> _Page excerpt_
Not using it will cause artifacts
Also there is diffusers native lora loader too
"LoRA use alternative loading method" in Extra networks settings
It is disabled by default
Got that enabled, as for LORAs... they seem to be having an effect without enabled that setting?
its just kinda blown out compared to my usual stuff, so i cut all weight numbers by half and the results are looking better?
I won't go over 1.2 most of the time
1.5 if you really want that prompt
Also downweighting is working on Diffusers
Original backend doesn't work with downweighting
downweighting?
weigth < 1
0.5 etc
for prompts
Lora loader should be the same on both backends
oh, that's how I usually use loras, is sub 1
oftentimes negative number
oh, alternattive loading method setting has.... weird effects
๐
Artifacting happened to me too rn
Refreshing the page fixed it
Don't know why and how it happened
i turned down all of my lora weights and now everything is outputting pretty decently. I didn't turn on the alternative loader, but i'm using downweighting to something around 0.2 on some and getting fairly good results. Slider type loras i can run at full 1.0 and scale as I normally would, including to the negative weights
IPEX Optimize Model gets messy with Loras
Creates duplicate UNet for some reason
Hey! My apologies if this should have been posted someplace else, but most of my efforts have been focused on getting SD.Next working, so I figured this was the way to go. Anyway, here's where I'm at:
I have an i5-13400F, 64 gig of RAM, and an A750 (so 8 gig of VRAM). I realize that this is an upper-poverty-level PC, so I need to accept limitations. I'm relatively new to this stuff. I want to generate 1024x1024 images with SD XL (or a derived model), if possible.

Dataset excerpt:
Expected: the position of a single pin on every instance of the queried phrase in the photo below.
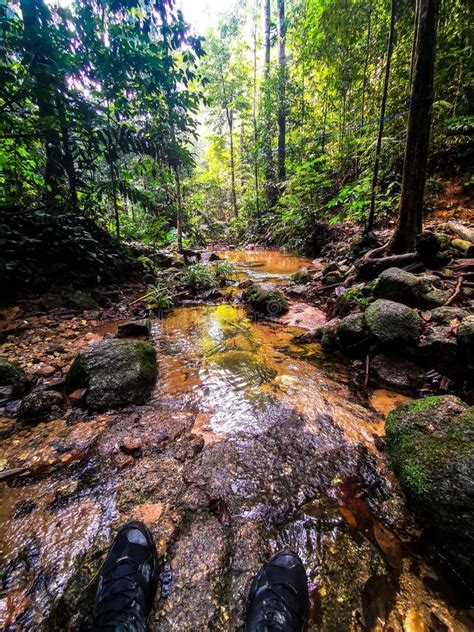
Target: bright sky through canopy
(203, 14)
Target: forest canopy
(287, 114)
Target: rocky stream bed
(250, 440)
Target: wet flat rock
(115, 372)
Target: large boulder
(114, 372)
(401, 286)
(265, 299)
(352, 333)
(431, 447)
(14, 378)
(134, 329)
(393, 323)
(466, 340)
(41, 406)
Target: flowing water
(250, 442)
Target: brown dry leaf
(348, 516)
(149, 512)
(413, 622)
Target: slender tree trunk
(179, 208)
(233, 194)
(36, 42)
(378, 148)
(68, 157)
(366, 63)
(113, 181)
(267, 38)
(419, 125)
(270, 189)
(281, 91)
(254, 112)
(325, 116)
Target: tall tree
(419, 125)
(254, 108)
(281, 90)
(378, 149)
(270, 189)
(225, 68)
(37, 44)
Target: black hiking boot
(128, 582)
(278, 598)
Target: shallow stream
(250, 442)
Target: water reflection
(241, 374)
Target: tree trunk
(68, 157)
(375, 177)
(254, 112)
(366, 63)
(419, 124)
(179, 208)
(281, 90)
(113, 181)
(233, 194)
(36, 42)
(267, 38)
(270, 190)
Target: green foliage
(198, 277)
(222, 272)
(162, 298)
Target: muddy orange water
(250, 442)
(266, 265)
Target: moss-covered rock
(41, 406)
(404, 287)
(265, 299)
(445, 315)
(431, 447)
(395, 372)
(114, 372)
(393, 323)
(353, 335)
(14, 376)
(329, 342)
(439, 350)
(301, 276)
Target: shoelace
(277, 604)
(114, 611)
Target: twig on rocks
(456, 292)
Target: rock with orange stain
(149, 512)
(131, 445)
(46, 371)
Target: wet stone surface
(249, 442)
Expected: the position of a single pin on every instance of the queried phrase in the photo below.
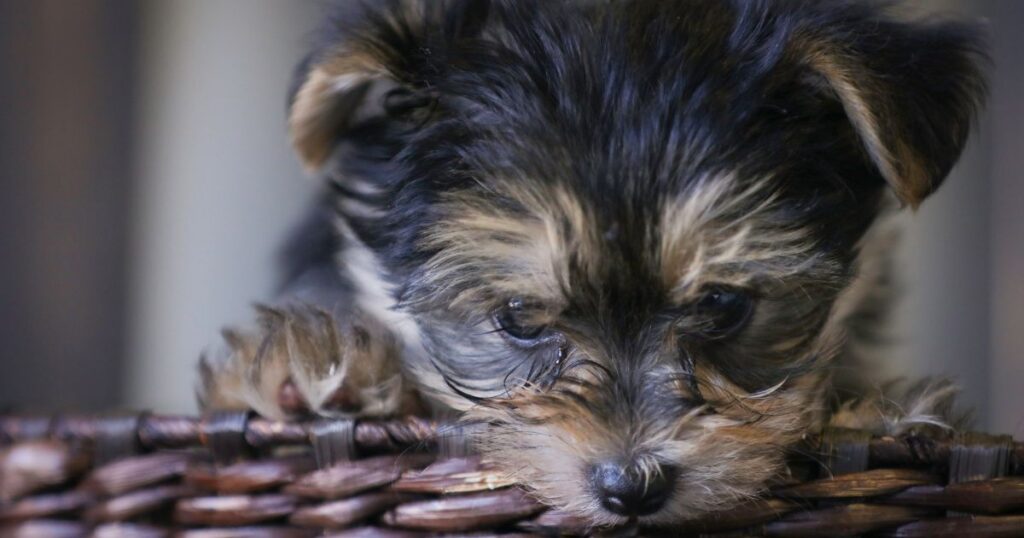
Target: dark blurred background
(145, 182)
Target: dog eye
(511, 320)
(723, 312)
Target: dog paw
(301, 360)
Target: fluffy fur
(604, 231)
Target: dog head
(622, 228)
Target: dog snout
(628, 489)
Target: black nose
(627, 490)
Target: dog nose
(626, 490)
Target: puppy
(628, 239)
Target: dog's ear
(911, 91)
(400, 45)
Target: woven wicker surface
(227, 474)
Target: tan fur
(329, 364)
(902, 169)
(705, 235)
(320, 110)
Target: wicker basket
(228, 474)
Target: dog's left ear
(395, 44)
(911, 91)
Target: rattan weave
(230, 474)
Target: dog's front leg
(300, 359)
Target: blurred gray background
(145, 184)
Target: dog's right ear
(401, 45)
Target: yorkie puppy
(628, 239)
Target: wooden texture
(236, 476)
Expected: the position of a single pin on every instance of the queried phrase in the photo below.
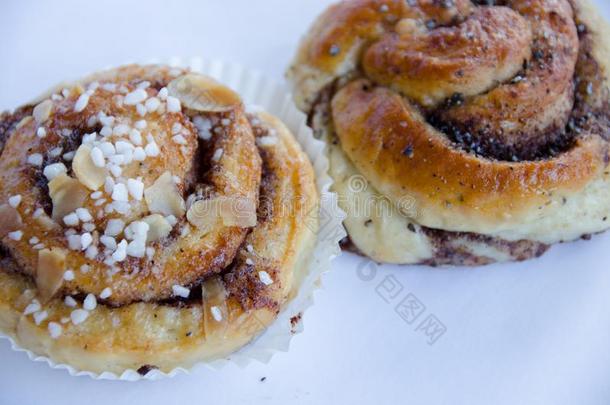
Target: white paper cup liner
(258, 91)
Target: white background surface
(534, 333)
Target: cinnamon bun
(462, 132)
(148, 221)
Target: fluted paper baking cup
(258, 91)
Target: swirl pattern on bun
(492, 118)
(148, 221)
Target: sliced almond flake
(163, 197)
(86, 171)
(67, 195)
(50, 272)
(202, 93)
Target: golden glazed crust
(224, 309)
(507, 156)
(179, 262)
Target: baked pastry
(461, 133)
(148, 221)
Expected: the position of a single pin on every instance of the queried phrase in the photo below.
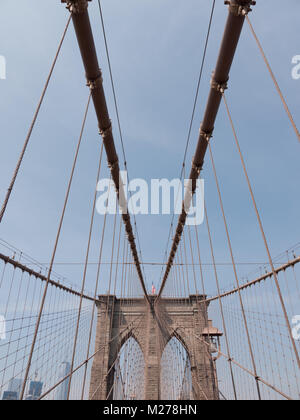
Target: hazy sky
(156, 49)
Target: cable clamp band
(238, 9)
(197, 168)
(206, 135)
(106, 132)
(112, 166)
(76, 6)
(96, 83)
(219, 87)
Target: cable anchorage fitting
(76, 6)
(238, 9)
(96, 83)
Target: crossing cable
(248, 371)
(260, 279)
(86, 266)
(95, 296)
(193, 112)
(85, 38)
(234, 267)
(21, 157)
(55, 247)
(262, 231)
(117, 114)
(274, 79)
(221, 308)
(235, 22)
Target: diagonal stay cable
(118, 116)
(32, 125)
(193, 112)
(54, 250)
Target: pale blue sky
(156, 50)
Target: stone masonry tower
(118, 320)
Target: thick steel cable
(16, 264)
(55, 246)
(262, 231)
(274, 79)
(13, 180)
(234, 269)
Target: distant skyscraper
(15, 385)
(62, 390)
(13, 390)
(35, 390)
(9, 396)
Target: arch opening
(176, 373)
(129, 376)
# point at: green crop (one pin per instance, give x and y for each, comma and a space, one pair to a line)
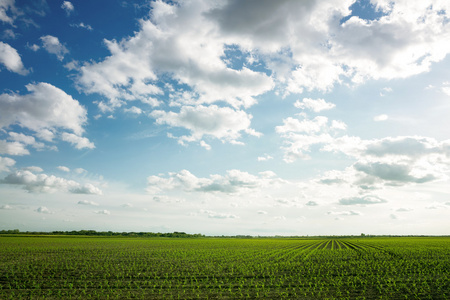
212, 268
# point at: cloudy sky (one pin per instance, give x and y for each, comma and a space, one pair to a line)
230, 117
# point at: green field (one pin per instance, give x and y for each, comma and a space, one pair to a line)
55, 267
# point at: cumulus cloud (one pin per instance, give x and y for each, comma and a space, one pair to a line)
46, 110
264, 158
54, 46
344, 213
13, 148
369, 199
43, 210
134, 110
300, 135
6, 163
391, 161
380, 118
215, 215
10, 58
223, 123
63, 168
34, 169
179, 41
234, 181
78, 141
87, 202
43, 183
82, 25
88, 189
315, 105
5, 6
68, 7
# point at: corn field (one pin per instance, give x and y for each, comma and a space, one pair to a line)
64, 267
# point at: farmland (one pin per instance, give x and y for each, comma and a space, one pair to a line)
54, 267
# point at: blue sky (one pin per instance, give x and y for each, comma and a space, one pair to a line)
225, 117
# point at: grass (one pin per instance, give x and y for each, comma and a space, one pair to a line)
68, 267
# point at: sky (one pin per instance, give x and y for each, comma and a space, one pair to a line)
255, 117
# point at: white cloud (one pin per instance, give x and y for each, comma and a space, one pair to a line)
82, 25
234, 181
315, 105
53, 46
5, 6
43, 183
215, 215
79, 170
43, 210
369, 199
385, 90
134, 110
13, 148
78, 141
10, 58
26, 140
86, 202
88, 189
45, 108
34, 169
6, 163
63, 168
380, 118
68, 7
308, 126
265, 157
196, 59
344, 213
300, 135
223, 123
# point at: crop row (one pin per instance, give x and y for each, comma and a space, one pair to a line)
162, 268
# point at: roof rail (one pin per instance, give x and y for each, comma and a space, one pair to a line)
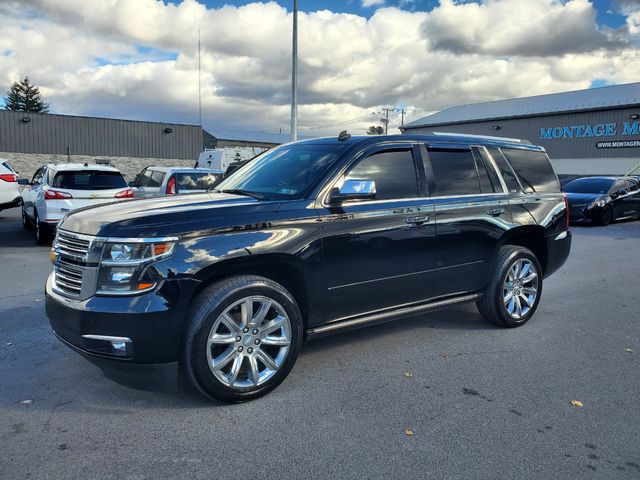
486, 137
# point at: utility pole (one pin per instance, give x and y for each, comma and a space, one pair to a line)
199, 83
294, 75
385, 120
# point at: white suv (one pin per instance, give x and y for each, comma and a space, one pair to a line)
9, 189
55, 190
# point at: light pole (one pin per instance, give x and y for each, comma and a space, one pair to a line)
294, 75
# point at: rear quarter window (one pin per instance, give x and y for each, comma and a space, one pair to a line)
196, 181
533, 169
88, 180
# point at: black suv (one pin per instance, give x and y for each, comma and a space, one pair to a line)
309, 238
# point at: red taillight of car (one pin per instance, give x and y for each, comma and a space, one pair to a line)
171, 186
56, 195
128, 193
566, 211
9, 177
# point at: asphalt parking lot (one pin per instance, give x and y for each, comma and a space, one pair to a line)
443, 395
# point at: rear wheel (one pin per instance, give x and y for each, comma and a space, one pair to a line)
243, 338
513, 293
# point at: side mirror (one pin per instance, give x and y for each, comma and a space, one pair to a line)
354, 190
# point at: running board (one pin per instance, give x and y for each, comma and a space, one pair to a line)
388, 315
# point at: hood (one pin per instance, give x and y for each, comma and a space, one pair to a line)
160, 216
582, 198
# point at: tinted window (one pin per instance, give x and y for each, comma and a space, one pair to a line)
455, 172
533, 169
196, 180
588, 185
150, 178
286, 172
489, 182
88, 180
393, 172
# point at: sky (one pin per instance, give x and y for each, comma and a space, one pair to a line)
138, 59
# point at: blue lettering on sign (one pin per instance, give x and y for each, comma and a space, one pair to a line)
586, 131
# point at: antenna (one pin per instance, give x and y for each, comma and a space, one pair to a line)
199, 83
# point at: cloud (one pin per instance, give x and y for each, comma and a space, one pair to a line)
138, 58
517, 27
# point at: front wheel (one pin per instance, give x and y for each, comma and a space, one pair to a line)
243, 338
513, 292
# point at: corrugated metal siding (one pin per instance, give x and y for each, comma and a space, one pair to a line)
61, 134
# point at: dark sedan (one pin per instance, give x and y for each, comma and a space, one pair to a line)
601, 200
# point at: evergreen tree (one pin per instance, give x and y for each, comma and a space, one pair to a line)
25, 97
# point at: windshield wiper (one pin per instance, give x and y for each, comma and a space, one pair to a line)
237, 191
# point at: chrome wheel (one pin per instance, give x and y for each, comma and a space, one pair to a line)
520, 288
249, 342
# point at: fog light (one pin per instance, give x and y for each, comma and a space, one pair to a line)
119, 346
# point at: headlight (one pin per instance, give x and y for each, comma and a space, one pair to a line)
124, 265
598, 202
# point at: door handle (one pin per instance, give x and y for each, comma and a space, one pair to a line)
419, 220
495, 212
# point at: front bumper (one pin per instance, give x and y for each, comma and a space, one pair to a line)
153, 322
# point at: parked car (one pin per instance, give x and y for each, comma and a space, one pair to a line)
57, 189
9, 188
601, 200
158, 181
319, 236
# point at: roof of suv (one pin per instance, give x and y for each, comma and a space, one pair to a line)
63, 167
182, 169
433, 138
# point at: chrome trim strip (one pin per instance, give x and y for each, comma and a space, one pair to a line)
108, 338
377, 317
403, 275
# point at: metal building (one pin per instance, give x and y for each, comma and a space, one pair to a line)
33, 133
585, 132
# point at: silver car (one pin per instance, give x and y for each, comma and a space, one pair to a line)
158, 181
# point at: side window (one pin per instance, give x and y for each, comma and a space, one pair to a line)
393, 171
489, 182
533, 169
37, 177
156, 178
149, 178
455, 172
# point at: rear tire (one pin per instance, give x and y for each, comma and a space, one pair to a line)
26, 223
513, 292
44, 234
243, 338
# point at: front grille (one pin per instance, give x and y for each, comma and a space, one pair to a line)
68, 278
71, 245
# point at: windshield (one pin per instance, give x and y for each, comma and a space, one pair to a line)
287, 172
589, 185
88, 180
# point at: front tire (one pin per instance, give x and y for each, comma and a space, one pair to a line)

> _What you are asked to do_
Condense the forum excerpt into exactly two sentences. Rely solely on the forum excerpt when completing the work.

> _Response to the exercise_
Participants discuss LoRA use in SD.Next, noting a "LoRA use alternative loading method" setting in Extra networks settings that is disabled by default, and one user reports that cutting LoRA weights produced better results than the previously blown-out images. They also state that prompt downweighting below 1 works on the Diffusers backend but not on the Original backend, and that IPEX Optimize Model creates a duplicate UNet when used with LoRAs.